From the text on the 'Take a minute' project, copy word for word the passage starting at "I was particularly" and ending at "following their devices.".

_Page excerpt_
--------

At the Data Trip exhibition I presented my creative project which was part of my dissertation. Entitled 'Take a minute' I aimed to capture the sense of adventure found in exploring without the aid of technology. The installation takes the analogue part of my dissertation and juxtaposes it with a projection map of the space in which the exploration took place.
For 'Take a minute' I went on a walk on Brownsea Island in Poole, Dorset. Here I captured images every ten minutes as I walked around the island. I prohibited the used of any navigation equipment during the walk and aimed to get truly lost on the island. The creative project is meant to illustrate the dependancy we now have on technology to help us navigate. Especially the millennial generation is the first to be brought up with ubiquitous navigation technology and is used to it with applications such as google maps, citymapper etc...
I was particularly interested in looking at the negative effects of navigation technology as I had intended my graduate project Way to help students find their way around university. I took my findings from this dissertation and applied them to my graduate project in order to help the user learn their way instead of blindly following their devices.

--------

_Dataset content_
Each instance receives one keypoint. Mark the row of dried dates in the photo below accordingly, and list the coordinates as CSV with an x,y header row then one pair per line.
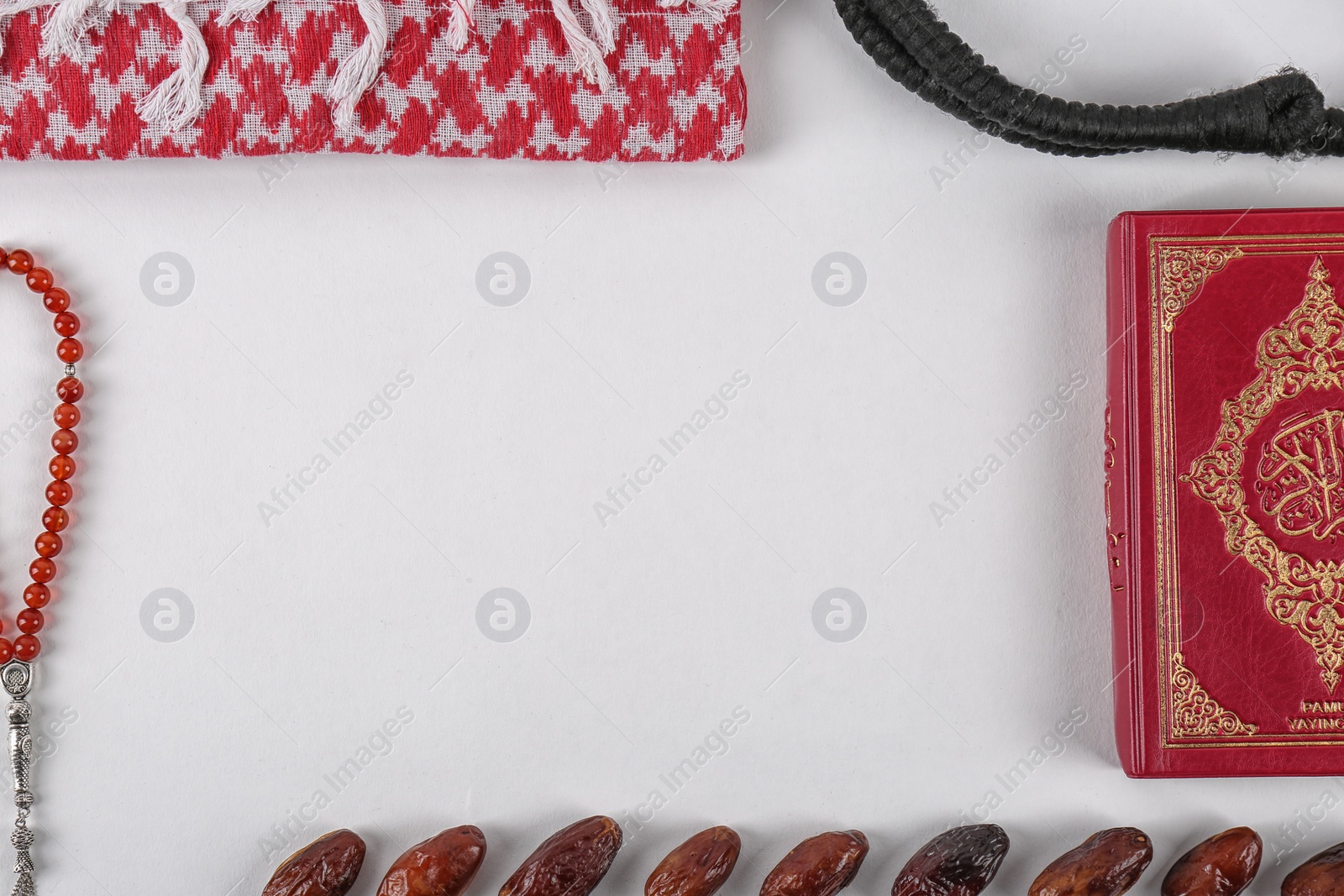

--------

_Task output_
I was particularly interested in looking at the negative effects of navigation technology as I had intended my graduate project Way to help students find their way around university. I took my findings from this dissertation and applied them to my graduate project in order to help the user learn their way instead of blindly following their devices.